Description of the task: Which lines of the records contain the word "covered"? List every such line in full.

[Excerpts from bounding box data]
_ _ _ _

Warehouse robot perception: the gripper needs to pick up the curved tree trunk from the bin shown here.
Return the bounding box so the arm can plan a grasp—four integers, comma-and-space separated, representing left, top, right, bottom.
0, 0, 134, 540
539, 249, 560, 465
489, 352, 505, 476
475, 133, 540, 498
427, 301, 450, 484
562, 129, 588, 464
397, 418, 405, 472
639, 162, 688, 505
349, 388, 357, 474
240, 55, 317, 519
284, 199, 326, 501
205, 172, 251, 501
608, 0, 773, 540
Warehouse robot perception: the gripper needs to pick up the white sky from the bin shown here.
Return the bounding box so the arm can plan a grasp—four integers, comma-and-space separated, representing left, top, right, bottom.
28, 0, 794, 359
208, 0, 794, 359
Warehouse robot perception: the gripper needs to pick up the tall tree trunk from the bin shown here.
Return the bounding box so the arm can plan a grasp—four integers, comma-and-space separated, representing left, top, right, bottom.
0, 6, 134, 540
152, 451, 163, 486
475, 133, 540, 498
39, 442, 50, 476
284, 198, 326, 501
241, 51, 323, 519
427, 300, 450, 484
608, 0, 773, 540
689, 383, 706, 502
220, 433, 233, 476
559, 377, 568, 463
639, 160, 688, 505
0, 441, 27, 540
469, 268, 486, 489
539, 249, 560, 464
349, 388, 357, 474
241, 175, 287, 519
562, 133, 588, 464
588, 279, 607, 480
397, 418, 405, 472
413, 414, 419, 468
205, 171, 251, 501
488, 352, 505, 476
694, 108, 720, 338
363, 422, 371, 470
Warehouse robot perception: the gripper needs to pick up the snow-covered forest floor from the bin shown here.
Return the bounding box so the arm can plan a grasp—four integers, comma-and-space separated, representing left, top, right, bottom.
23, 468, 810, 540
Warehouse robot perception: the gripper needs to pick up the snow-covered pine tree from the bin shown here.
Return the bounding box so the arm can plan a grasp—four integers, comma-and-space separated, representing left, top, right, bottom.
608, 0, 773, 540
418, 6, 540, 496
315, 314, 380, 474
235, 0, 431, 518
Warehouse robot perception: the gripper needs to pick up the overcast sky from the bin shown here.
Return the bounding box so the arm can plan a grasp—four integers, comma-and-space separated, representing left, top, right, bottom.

_ _ _ _

Solution for this task:
Warehouse robot perception: the gripper needs to pick up the snow-covered forest floor from the bin shown here.
Warehouse robot perception: the gripper needs to pick up the snow-covered pine tree from the bin shown here.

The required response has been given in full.